Task prompt →
Write out every line of the items below again, requests included, and multiply each coordinate in the answers by 0.35, rounding to whole numbers with halves rounded up. Leave the pictures out of your answer.

Records for this exercise →
=-=-=

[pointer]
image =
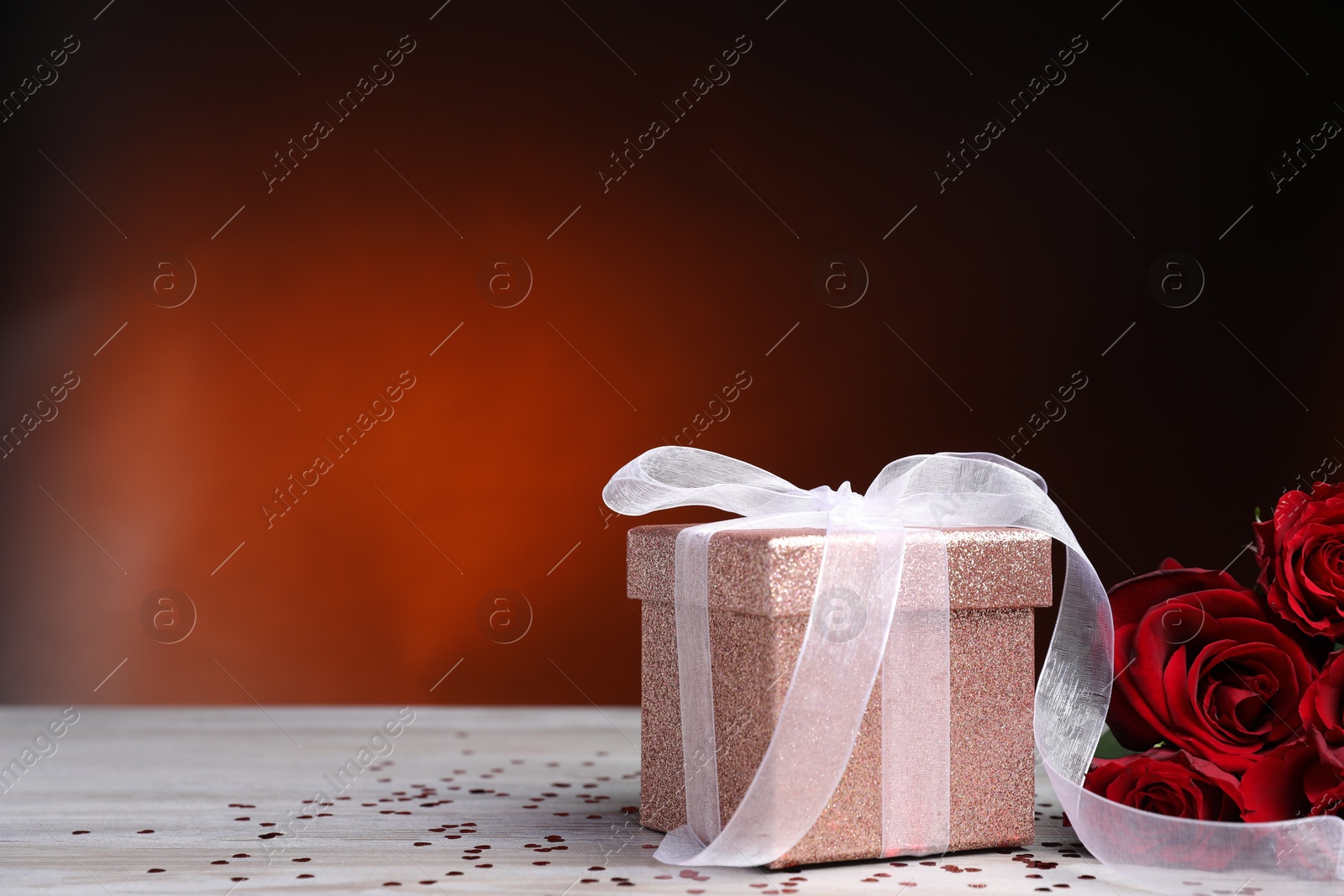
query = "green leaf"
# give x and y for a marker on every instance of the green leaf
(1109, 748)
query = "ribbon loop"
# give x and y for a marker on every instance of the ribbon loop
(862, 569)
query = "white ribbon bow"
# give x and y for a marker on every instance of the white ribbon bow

=-=-=

Response to this exercise →
[pointer]
image =
query = "green leaf"
# give x and y for a marker on every instance of the green leaf
(388, 262)
query = "ribbon loop"
# give x and y for a marker on every instance of the ribbon loop
(302, 199)
query = "white ribbon bow"
# give x and y for a marker on every instance of the white ribbon bow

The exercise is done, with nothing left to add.